* _Goals_:
**A.** Print the passage on election coverage between "It’s timely, yes." and "pieces, and more.", inclusive.
**B.** Write what comes next in the passage on election coverage, picking up after its final sentence.

* _Source excerpt_:
With the recent news of DPM Wong’s impending ascension to the PM role, the fluff has been taking over our newsfeeds. I’m talking about all those articles listing things you should know about DPM Wong (yes, we know the man plays the guitar) and the pieces chronicling everything from PM Lee’s math genius to his career milestones

It’s timely, yes. But it’s also likely that media outlets are cashing in on this leadership transition for content as GE peeks around the corner. 

Ramping up GE coverage

We have to emphasise that we aren’t accusing other media outlets of having insider knowledge of the elections. Even when I used to work in a bigger, government-accredited news outlet, we didn’t have any advance notice. Most of us in the media are just working off little clues like the appearance of new faces, the timing of leadership transitions, and the input of political commentators. 

But ramping up GE-adjacent coverage is a sure sign that the media knows it’s arriving soon.

Even before the official announcement that Parliament has been dissolved, most media outlets prepare for the GE period by creating a content pipeline of infographics, listicles, story angles, commentary pieces, and more. 

To be fair, RICE isn’t above it either. We recently interviewed former PAP stalwart Inderjit Singh and asked him for his GE predictions. 

The conversation on the timing of GE isn’t new by any means. With the intensity of Swifties scouring Taylor Swift content for easter eggs, nearly every big move by the government is accompanied by a thinkpiece about what this means for the election. Case in point: the articles following Budget 2024.

With the recent leadership transition, this has reached a fever pitch.

This brings us to the topic of Eugene Tan, associate professor of law at the Singapore Management University and mainstream media’s de facto political analyst. 

It might just be impossible for a local journalist to cover politics without getting a quote from Prof Tan, we fear.

He’s been out and about speaking on the accelerated timeline of PAP’s leadership handover and what this means for GE. From mainstream media like CNA to alternative outlets like Mothership, he’s certainly made clear about his hunch that GE may come soon.

If your man on the street or average journo says that the election is coming, it’s nothing more than speculation. But when it comes from a seasoned political observer, it holds weight. And giving Prof Tan the time of day for a hot take or two is an editorial choice.

Labeled contour entries
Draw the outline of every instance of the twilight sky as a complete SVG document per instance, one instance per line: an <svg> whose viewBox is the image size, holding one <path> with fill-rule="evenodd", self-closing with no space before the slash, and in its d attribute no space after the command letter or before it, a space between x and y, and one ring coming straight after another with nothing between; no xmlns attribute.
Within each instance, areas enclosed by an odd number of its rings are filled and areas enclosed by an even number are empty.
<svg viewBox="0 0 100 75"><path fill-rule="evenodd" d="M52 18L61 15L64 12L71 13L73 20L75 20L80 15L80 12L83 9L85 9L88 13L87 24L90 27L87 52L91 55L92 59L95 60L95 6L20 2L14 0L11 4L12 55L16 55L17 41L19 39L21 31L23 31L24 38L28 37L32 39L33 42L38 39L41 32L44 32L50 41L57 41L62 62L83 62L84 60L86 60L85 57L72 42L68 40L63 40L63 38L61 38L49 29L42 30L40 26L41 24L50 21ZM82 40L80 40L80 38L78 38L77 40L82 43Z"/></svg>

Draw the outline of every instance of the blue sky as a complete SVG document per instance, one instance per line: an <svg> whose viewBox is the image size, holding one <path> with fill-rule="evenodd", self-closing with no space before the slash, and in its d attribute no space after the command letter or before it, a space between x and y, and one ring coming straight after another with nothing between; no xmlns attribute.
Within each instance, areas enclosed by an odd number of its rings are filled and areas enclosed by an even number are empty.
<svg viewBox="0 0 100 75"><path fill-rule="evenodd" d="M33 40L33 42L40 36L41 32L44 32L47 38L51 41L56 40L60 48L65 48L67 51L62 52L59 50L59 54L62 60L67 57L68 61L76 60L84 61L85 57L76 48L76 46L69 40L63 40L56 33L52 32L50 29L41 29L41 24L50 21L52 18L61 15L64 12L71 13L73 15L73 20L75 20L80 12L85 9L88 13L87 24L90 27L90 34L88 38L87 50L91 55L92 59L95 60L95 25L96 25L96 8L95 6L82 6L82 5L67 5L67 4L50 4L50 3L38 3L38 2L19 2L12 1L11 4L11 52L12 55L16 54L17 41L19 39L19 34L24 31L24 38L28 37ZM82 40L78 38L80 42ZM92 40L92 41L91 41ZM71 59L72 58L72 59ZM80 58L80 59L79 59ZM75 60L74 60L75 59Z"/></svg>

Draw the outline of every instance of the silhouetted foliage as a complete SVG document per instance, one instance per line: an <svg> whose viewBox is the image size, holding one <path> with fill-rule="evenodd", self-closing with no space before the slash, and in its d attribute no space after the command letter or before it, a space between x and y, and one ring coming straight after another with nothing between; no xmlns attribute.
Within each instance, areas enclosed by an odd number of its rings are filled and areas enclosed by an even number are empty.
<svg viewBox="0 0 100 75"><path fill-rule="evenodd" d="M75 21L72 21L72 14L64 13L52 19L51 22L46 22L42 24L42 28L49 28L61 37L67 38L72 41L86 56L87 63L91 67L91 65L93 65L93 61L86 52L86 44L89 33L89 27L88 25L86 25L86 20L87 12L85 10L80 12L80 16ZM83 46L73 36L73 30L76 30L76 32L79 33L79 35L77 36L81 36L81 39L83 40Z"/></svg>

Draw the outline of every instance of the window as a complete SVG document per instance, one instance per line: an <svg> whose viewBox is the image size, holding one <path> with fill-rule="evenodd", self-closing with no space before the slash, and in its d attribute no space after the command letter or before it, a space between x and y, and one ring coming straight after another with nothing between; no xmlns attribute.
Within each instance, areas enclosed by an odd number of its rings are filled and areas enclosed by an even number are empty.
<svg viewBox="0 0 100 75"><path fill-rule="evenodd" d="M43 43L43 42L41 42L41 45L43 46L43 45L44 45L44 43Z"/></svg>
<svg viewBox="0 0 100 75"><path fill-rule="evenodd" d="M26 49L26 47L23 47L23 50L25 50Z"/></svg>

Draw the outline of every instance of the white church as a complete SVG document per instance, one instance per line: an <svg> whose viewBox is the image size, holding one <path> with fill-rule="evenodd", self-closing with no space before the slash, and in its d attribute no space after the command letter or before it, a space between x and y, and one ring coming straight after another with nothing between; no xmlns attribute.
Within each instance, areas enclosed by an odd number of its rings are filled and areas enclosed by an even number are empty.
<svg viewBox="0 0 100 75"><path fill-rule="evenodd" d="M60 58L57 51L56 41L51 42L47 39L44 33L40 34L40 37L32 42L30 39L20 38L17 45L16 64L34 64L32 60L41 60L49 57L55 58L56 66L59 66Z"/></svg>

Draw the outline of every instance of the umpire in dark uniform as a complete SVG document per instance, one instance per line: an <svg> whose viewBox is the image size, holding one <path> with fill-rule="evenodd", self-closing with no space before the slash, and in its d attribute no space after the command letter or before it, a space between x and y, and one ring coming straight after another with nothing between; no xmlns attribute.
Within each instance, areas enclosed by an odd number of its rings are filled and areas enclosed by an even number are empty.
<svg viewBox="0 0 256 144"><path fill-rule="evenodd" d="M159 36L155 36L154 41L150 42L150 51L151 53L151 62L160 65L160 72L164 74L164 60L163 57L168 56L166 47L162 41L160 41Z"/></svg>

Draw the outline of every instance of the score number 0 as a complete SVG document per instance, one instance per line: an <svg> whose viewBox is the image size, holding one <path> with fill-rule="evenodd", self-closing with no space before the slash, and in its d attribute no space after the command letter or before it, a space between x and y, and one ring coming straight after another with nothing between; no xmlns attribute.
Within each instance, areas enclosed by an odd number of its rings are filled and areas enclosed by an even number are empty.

* _In response_:
**A.**
It’s timely, yes. But it’s also likely that media outlets are cashing in on this leadership transition for content as GE peeks around the corner. 

Ramping up GE coverage

We have to emphasise that we aren’t accusing other media outlets of having insider knowledge of the elections. Even when I used to work in a bigger, government-accredited news outlet, we didn’t have any advance notice. Most of us in the media are just working off little clues like the appearance of new faces, the timing of leadership transitions, and the input of political commentators. 

But ramping up GE-adjacent coverage is a sure sign that the media knows it’s arriving soon.

Even before the official announcement that Parliament has been dissolved, most media outlets prepare for the GE period by creating a content pipeline of infographics, listicles, story angles, commentary pieces, and more.

**B.**
Opposition Moves

Naturally, the moves of opposition parties have also been under the microscope. It emerged on April 11 that Terence Tan, two-time GE candidate and husband of MP He Ting Ru, had resigned from the Workers’ Party. He’d wanted more time with his family and to focus on his career, he told The Straits Times.

He also revealed that he had actually stepped down from the party months prior, in January

Why was the resignation only made public in April? 

The push for GE content has resulted in a mischaracterisation of “opposition movements”, too. Recently, Senior Research Fellow at the Institute for Policy Studies Dr Gillian Koh misrepresented the WP’s electoral agenda in an opinion piece for The Straits Times. She initially said the WP planned to “tilt towards the strategy of fighting to form the government at the next GE.”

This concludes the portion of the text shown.